"""
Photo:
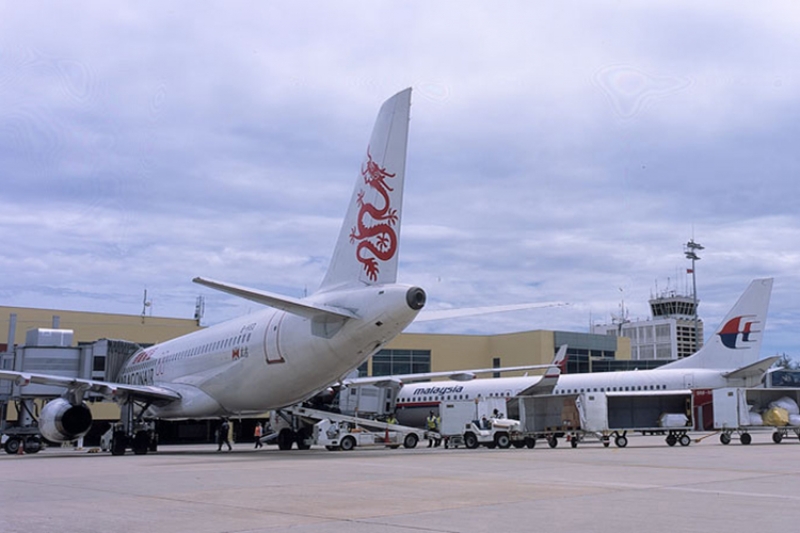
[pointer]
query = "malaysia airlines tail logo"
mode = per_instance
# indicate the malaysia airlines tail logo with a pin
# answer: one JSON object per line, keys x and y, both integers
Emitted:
{"x": 374, "y": 230}
{"x": 737, "y": 331}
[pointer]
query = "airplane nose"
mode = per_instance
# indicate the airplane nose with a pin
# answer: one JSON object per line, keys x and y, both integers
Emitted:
{"x": 415, "y": 297}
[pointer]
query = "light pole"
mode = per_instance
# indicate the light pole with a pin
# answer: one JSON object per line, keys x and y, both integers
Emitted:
{"x": 691, "y": 253}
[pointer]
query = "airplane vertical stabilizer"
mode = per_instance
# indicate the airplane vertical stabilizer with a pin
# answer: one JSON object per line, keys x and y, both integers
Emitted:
{"x": 737, "y": 341}
{"x": 367, "y": 248}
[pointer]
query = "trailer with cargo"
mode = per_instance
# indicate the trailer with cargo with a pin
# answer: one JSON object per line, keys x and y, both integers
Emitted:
{"x": 305, "y": 427}
{"x": 745, "y": 411}
{"x": 608, "y": 416}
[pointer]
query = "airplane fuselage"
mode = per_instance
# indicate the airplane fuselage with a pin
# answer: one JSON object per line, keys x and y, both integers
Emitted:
{"x": 271, "y": 358}
{"x": 416, "y": 400}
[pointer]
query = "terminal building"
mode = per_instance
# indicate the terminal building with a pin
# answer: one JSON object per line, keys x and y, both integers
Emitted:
{"x": 35, "y": 340}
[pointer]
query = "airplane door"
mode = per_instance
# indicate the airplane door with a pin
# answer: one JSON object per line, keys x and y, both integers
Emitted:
{"x": 272, "y": 346}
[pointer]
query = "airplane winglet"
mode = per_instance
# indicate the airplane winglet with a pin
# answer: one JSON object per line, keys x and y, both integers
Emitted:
{"x": 284, "y": 303}
{"x": 755, "y": 370}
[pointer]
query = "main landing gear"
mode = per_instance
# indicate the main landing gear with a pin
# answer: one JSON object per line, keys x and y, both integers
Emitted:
{"x": 133, "y": 431}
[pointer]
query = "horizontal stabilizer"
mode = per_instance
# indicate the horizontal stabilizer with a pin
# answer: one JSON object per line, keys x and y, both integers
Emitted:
{"x": 547, "y": 384}
{"x": 756, "y": 370}
{"x": 442, "y": 314}
{"x": 294, "y": 306}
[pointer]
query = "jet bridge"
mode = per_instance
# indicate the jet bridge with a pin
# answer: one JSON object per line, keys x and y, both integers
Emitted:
{"x": 50, "y": 351}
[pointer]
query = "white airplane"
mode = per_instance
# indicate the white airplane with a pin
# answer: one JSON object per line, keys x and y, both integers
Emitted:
{"x": 730, "y": 359}
{"x": 278, "y": 356}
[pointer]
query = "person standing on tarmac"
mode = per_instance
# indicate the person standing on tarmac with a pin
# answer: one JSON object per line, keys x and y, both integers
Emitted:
{"x": 432, "y": 424}
{"x": 258, "y": 433}
{"x": 224, "y": 435}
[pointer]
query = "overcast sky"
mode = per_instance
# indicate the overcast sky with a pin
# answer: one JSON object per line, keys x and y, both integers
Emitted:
{"x": 557, "y": 152}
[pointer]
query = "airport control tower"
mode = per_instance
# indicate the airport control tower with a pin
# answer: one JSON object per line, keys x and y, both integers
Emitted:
{"x": 668, "y": 335}
{"x": 681, "y": 310}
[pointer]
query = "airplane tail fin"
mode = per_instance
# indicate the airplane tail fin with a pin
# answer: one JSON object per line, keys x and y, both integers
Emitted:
{"x": 737, "y": 341}
{"x": 366, "y": 250}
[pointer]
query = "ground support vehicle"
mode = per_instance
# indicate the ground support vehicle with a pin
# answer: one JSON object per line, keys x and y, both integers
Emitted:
{"x": 481, "y": 422}
{"x": 305, "y": 427}
{"x": 744, "y": 411}
{"x": 614, "y": 414}
{"x": 608, "y": 416}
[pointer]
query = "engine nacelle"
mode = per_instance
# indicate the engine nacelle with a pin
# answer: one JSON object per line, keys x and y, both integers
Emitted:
{"x": 60, "y": 421}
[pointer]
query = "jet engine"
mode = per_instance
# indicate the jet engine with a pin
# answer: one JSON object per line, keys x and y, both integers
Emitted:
{"x": 60, "y": 421}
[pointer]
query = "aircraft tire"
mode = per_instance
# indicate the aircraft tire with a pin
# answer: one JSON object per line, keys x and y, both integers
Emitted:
{"x": 502, "y": 440}
{"x": 470, "y": 441}
{"x": 300, "y": 439}
{"x": 285, "y": 439}
{"x": 141, "y": 443}
{"x": 119, "y": 442}
{"x": 33, "y": 444}
{"x": 348, "y": 443}
{"x": 410, "y": 441}
{"x": 12, "y": 445}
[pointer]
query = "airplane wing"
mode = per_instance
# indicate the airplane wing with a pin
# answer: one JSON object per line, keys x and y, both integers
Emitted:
{"x": 754, "y": 370}
{"x": 295, "y": 306}
{"x": 455, "y": 375}
{"x": 106, "y": 388}
{"x": 427, "y": 315}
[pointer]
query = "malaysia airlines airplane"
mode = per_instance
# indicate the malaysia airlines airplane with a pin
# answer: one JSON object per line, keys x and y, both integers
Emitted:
{"x": 730, "y": 359}
{"x": 280, "y": 355}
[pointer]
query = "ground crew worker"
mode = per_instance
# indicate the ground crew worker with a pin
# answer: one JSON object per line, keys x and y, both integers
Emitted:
{"x": 258, "y": 433}
{"x": 433, "y": 426}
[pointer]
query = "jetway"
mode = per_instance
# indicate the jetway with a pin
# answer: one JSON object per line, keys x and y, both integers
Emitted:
{"x": 50, "y": 351}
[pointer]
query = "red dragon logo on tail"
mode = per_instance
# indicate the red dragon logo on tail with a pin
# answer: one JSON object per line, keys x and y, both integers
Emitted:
{"x": 377, "y": 241}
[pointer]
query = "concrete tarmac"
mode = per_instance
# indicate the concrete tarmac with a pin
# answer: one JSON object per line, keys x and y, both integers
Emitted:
{"x": 646, "y": 487}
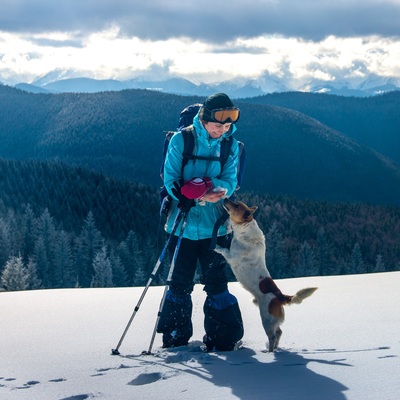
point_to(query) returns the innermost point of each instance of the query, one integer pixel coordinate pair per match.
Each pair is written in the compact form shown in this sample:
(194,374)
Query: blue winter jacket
(201,218)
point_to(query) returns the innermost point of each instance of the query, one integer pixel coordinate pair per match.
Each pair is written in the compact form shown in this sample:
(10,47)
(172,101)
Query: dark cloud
(208,20)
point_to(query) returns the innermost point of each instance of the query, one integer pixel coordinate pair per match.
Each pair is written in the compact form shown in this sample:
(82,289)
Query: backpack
(186,128)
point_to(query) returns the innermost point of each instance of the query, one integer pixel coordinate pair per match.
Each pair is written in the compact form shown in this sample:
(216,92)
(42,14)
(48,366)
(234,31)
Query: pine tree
(15,276)
(89,243)
(44,249)
(34,282)
(102,269)
(5,242)
(275,252)
(357,263)
(65,275)
(307,260)
(118,271)
(323,254)
(379,265)
(131,256)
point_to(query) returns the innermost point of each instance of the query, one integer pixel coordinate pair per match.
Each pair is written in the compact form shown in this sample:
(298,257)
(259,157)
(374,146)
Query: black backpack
(186,128)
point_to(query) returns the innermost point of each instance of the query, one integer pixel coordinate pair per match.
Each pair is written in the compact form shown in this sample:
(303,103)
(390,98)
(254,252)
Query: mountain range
(120,133)
(58,81)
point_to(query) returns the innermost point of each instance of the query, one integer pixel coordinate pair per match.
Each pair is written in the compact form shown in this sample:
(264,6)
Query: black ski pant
(222,319)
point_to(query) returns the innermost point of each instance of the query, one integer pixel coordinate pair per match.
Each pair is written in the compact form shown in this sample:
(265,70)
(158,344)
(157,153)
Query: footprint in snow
(145,379)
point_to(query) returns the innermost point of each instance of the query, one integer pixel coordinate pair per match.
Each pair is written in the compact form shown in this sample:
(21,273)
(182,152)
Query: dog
(246,257)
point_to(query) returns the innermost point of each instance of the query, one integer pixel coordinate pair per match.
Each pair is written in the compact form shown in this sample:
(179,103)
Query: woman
(206,184)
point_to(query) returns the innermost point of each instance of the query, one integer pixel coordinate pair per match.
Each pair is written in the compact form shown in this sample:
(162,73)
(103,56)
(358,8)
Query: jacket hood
(201,131)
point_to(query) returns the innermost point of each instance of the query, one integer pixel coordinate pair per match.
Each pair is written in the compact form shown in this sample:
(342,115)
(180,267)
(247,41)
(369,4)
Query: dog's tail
(301,295)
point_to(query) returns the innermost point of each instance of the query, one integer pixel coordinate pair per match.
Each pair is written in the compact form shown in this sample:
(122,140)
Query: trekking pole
(171,270)
(152,275)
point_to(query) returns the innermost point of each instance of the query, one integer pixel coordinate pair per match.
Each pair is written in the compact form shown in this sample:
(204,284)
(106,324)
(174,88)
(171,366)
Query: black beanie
(214,102)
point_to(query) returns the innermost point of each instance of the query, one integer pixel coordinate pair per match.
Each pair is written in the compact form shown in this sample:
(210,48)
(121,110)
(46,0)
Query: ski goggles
(224,115)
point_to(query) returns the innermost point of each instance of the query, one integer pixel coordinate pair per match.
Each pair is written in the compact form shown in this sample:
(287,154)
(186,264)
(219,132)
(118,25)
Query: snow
(341,343)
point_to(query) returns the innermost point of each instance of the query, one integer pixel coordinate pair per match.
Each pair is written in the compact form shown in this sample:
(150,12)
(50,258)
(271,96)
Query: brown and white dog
(247,260)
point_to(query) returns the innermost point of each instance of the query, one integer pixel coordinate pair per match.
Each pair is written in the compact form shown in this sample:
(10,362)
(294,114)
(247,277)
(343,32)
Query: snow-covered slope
(341,343)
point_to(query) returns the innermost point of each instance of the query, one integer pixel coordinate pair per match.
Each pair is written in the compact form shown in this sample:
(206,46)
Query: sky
(342,343)
(203,41)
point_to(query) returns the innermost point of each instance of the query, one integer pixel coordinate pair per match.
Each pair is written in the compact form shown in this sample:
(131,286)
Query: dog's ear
(248,215)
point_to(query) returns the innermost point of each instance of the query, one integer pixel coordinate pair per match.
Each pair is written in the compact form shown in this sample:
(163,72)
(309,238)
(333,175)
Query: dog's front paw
(218,249)
(221,250)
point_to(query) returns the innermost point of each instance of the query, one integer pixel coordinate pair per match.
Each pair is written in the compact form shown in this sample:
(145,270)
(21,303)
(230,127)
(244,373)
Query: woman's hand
(214,195)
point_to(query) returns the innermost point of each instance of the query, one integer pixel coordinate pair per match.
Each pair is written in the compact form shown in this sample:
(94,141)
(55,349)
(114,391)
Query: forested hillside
(121,133)
(62,226)
(373,121)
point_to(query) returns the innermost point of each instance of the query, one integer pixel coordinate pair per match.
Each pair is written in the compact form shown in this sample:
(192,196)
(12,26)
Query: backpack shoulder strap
(188,145)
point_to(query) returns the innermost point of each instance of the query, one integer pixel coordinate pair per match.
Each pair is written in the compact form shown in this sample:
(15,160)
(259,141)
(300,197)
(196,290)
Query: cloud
(207,20)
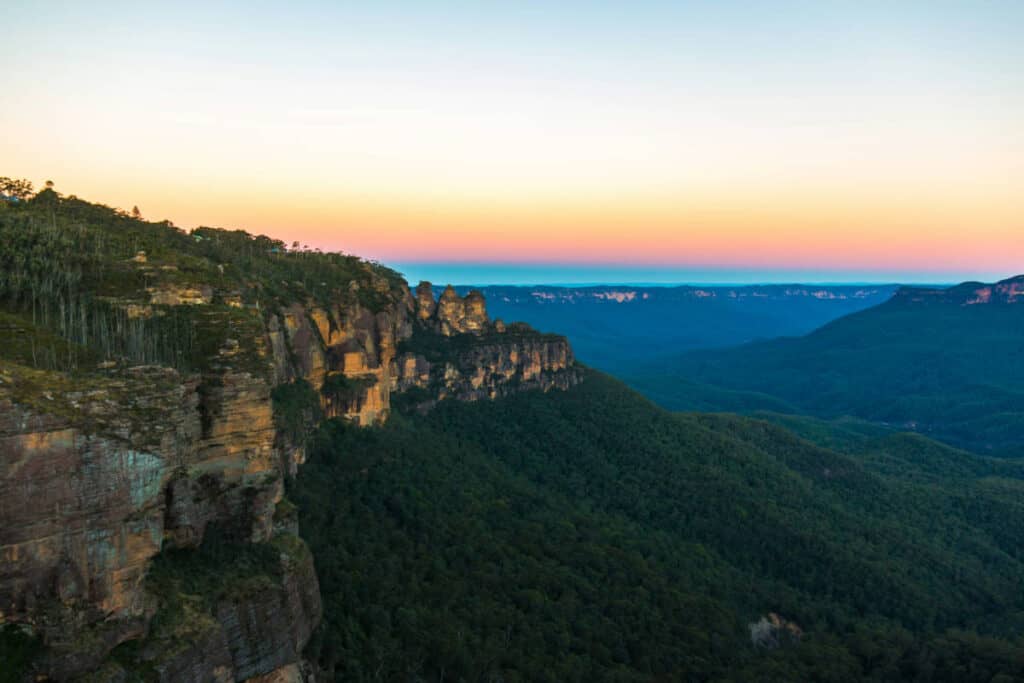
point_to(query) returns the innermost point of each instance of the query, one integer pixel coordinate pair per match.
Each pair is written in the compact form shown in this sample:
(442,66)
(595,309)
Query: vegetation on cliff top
"""
Short task:
Extract every line of the items above that contains the word "logo", matching case exactly, and copy each such line in full.

Result below:
query = "malaysia airlines tail logo"
# indicate the malaysia airlines tail logo with a pin
query = "red dragon logo on tail"
# indicate the red dragon logo on tail with a pin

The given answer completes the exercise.